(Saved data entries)
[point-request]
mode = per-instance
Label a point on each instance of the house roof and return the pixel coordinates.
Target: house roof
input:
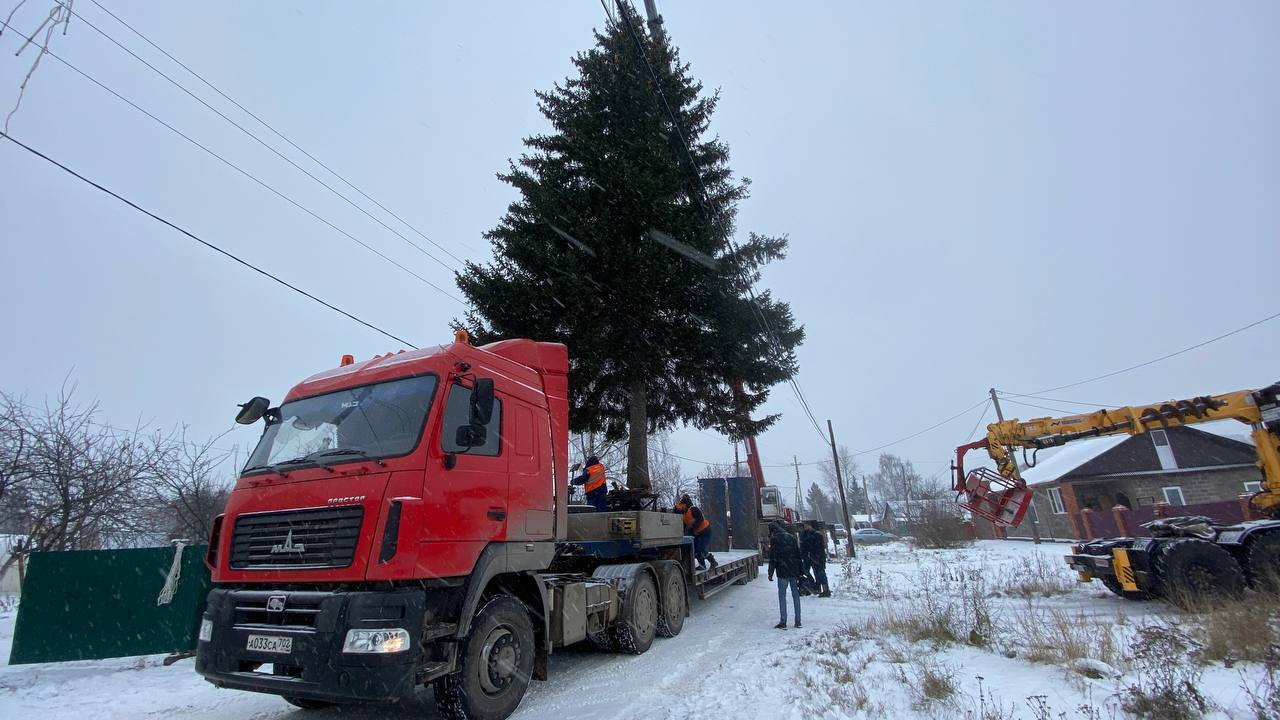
(1136, 454)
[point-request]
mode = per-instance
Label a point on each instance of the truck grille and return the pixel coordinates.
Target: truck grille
(298, 538)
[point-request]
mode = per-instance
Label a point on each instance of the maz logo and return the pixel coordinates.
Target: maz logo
(288, 547)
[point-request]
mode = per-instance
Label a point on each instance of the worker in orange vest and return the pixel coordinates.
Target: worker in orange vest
(594, 484)
(696, 525)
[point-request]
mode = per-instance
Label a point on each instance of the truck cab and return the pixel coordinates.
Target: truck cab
(379, 497)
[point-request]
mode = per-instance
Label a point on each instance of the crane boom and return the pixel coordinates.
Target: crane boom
(1002, 497)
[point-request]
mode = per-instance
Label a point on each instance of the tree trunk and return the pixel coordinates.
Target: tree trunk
(638, 438)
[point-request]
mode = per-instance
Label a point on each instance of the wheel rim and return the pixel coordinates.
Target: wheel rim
(676, 600)
(647, 611)
(499, 660)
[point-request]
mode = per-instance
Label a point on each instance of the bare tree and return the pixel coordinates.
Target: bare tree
(190, 488)
(666, 475)
(855, 492)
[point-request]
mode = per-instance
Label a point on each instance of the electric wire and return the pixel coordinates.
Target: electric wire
(1198, 345)
(264, 144)
(201, 241)
(278, 133)
(237, 168)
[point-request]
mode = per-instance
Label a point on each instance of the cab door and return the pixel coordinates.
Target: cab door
(466, 506)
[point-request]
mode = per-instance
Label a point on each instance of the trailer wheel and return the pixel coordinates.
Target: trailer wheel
(497, 662)
(638, 623)
(1192, 572)
(1262, 563)
(675, 604)
(1115, 587)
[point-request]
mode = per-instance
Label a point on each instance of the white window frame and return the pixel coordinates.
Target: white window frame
(1055, 500)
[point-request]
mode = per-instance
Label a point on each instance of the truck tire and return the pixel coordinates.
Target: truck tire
(1115, 587)
(497, 662)
(1262, 563)
(638, 623)
(675, 602)
(1193, 572)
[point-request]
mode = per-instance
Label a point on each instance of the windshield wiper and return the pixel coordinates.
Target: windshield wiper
(352, 451)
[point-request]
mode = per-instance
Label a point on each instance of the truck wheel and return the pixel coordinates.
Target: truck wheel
(1192, 572)
(1262, 563)
(675, 604)
(638, 623)
(497, 662)
(1115, 587)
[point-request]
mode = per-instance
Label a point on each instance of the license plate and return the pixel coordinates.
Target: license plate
(270, 643)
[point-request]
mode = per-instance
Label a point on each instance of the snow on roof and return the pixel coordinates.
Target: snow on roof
(1068, 459)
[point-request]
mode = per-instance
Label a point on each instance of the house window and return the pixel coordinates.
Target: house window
(1055, 499)
(1164, 451)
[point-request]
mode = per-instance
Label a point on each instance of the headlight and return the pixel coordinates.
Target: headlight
(384, 639)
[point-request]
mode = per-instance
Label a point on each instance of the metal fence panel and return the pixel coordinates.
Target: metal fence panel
(87, 605)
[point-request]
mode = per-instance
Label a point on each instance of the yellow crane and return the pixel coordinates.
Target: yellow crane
(1184, 560)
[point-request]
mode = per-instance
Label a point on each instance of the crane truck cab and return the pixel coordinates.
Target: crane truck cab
(403, 522)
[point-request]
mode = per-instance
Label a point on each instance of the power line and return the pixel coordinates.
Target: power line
(703, 197)
(237, 168)
(278, 133)
(260, 141)
(1002, 393)
(938, 424)
(206, 244)
(1269, 318)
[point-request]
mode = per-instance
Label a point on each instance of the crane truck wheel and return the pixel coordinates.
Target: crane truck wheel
(497, 662)
(1115, 587)
(675, 602)
(1192, 572)
(1262, 563)
(638, 623)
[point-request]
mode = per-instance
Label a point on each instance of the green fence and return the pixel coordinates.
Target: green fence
(87, 605)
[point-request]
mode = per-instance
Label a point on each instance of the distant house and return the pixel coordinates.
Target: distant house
(1185, 470)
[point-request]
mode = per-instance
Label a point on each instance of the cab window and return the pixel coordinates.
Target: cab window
(457, 411)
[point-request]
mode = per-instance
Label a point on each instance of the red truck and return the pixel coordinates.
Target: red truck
(406, 520)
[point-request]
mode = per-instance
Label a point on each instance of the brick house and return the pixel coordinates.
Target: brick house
(1110, 486)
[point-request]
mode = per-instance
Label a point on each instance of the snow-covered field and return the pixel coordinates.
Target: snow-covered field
(995, 625)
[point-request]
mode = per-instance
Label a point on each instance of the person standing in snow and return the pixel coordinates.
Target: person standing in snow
(696, 525)
(785, 563)
(594, 484)
(813, 547)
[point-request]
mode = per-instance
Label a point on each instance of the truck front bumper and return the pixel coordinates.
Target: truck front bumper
(315, 624)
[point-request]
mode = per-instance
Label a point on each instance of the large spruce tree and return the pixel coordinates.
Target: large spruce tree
(621, 247)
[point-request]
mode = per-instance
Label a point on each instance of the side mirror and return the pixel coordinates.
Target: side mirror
(481, 404)
(470, 436)
(252, 410)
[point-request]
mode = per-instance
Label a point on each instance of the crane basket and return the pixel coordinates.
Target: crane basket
(990, 495)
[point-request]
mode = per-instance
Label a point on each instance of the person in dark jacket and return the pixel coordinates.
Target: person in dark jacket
(785, 563)
(594, 484)
(813, 547)
(698, 527)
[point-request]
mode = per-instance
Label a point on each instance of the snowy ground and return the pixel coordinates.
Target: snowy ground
(853, 657)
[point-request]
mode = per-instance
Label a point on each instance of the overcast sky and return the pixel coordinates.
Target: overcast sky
(1019, 195)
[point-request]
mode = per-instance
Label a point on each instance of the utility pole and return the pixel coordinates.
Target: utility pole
(650, 9)
(840, 486)
(799, 497)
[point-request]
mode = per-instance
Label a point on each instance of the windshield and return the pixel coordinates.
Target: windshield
(379, 420)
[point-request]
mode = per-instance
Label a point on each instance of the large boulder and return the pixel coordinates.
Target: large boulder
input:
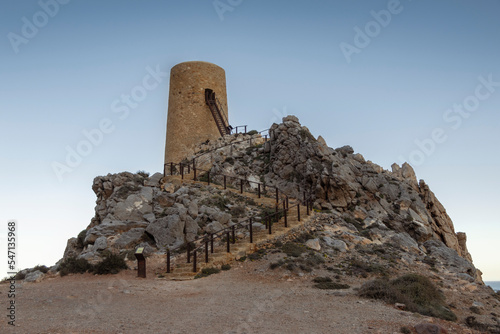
(167, 231)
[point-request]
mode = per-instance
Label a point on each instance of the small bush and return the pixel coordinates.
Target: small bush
(405, 330)
(293, 249)
(207, 272)
(474, 324)
(73, 265)
(111, 264)
(475, 309)
(360, 268)
(417, 292)
(257, 255)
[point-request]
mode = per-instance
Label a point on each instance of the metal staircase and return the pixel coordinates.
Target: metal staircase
(217, 112)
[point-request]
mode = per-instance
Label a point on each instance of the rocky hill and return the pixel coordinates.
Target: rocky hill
(369, 222)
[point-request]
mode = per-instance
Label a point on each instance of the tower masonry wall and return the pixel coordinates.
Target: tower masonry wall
(189, 120)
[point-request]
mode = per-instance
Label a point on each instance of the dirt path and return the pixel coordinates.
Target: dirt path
(245, 299)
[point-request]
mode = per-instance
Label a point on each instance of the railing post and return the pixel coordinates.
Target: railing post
(168, 261)
(251, 231)
(270, 224)
(284, 212)
(206, 251)
(194, 261)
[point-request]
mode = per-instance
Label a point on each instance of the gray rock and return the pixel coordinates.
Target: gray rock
(165, 200)
(258, 226)
(150, 217)
(100, 243)
(72, 249)
(214, 227)
(336, 244)
(449, 258)
(193, 209)
(34, 277)
(313, 244)
(135, 206)
(191, 229)
(167, 231)
(130, 238)
(169, 187)
(404, 241)
(154, 180)
(110, 228)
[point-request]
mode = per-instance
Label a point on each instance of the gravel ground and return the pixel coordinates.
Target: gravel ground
(245, 299)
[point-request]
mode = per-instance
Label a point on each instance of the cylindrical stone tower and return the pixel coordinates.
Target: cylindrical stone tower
(189, 120)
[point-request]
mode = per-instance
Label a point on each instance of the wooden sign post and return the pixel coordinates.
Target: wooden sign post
(141, 262)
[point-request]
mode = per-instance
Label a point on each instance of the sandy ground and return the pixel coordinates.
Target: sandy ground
(245, 299)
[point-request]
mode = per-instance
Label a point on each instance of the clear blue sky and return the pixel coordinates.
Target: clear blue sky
(377, 75)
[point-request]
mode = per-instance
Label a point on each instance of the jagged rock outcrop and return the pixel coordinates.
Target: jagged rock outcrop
(366, 204)
(343, 181)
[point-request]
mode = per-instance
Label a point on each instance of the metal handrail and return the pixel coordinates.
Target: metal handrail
(247, 223)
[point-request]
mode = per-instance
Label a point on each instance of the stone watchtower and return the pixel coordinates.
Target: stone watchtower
(197, 108)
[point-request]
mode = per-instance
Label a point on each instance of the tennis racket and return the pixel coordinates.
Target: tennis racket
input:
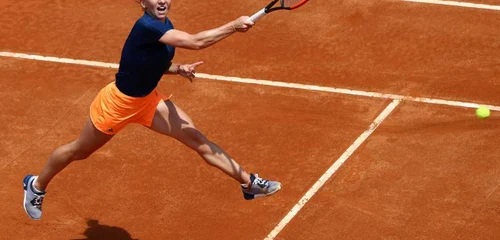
(283, 5)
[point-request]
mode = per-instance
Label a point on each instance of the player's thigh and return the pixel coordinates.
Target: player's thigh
(171, 120)
(91, 138)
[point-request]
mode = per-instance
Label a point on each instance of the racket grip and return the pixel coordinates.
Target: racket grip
(258, 15)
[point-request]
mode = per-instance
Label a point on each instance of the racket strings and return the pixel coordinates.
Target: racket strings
(290, 3)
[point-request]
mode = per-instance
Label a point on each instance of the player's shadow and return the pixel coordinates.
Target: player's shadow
(96, 231)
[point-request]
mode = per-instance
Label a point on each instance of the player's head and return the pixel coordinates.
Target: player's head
(156, 8)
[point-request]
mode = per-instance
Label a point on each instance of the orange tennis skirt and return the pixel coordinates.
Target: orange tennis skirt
(112, 110)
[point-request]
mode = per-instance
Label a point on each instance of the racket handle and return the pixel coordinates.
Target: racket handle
(258, 15)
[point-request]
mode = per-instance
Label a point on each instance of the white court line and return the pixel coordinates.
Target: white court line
(336, 165)
(458, 4)
(266, 82)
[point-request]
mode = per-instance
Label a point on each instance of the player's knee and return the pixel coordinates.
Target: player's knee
(197, 136)
(80, 154)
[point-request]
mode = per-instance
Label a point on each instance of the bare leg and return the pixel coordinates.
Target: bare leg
(89, 141)
(172, 121)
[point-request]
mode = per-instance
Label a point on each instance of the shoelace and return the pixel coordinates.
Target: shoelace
(37, 201)
(262, 183)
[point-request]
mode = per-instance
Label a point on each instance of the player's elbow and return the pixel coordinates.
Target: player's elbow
(198, 45)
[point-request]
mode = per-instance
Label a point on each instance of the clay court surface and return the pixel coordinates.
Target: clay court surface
(425, 171)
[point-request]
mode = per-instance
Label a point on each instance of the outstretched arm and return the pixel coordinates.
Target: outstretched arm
(185, 70)
(206, 38)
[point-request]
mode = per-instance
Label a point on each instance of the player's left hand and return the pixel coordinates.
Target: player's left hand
(188, 70)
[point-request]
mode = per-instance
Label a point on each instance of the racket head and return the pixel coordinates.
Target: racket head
(292, 4)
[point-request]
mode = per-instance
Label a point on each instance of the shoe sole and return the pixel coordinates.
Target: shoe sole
(25, 187)
(264, 195)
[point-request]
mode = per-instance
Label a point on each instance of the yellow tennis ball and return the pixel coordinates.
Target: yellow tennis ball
(482, 112)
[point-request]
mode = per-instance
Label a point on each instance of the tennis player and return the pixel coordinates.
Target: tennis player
(133, 98)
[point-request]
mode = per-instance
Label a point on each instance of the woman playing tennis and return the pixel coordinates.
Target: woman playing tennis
(133, 98)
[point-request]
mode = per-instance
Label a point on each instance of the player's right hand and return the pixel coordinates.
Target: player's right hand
(242, 24)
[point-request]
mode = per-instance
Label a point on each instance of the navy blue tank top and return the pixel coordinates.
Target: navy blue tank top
(144, 59)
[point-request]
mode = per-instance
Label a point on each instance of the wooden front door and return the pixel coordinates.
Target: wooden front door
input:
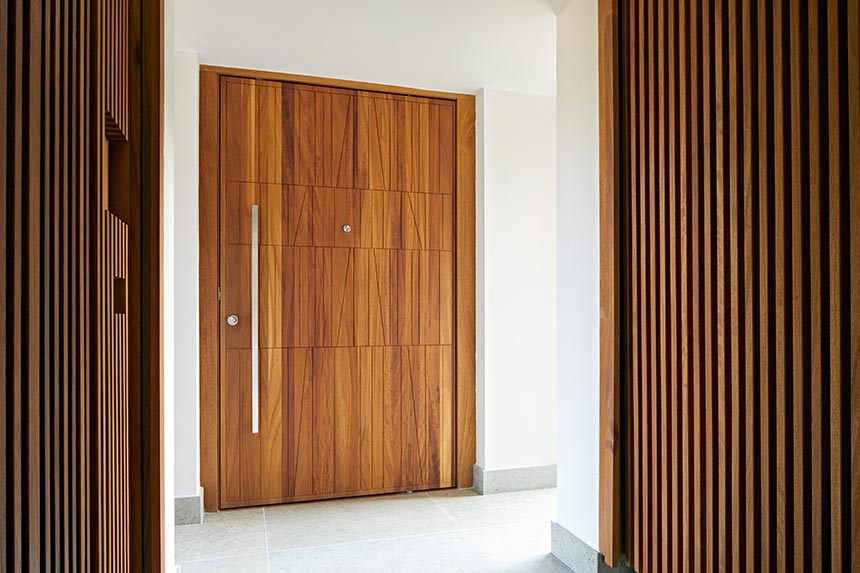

• WHAT THE TASK ASKS: Look over the entries for "boulder", then copy every line that includes that string.

• EXPECTED ANSWER:
Label a point on each instance of the large boulder and return the pixel coordinates.
Target: large boulder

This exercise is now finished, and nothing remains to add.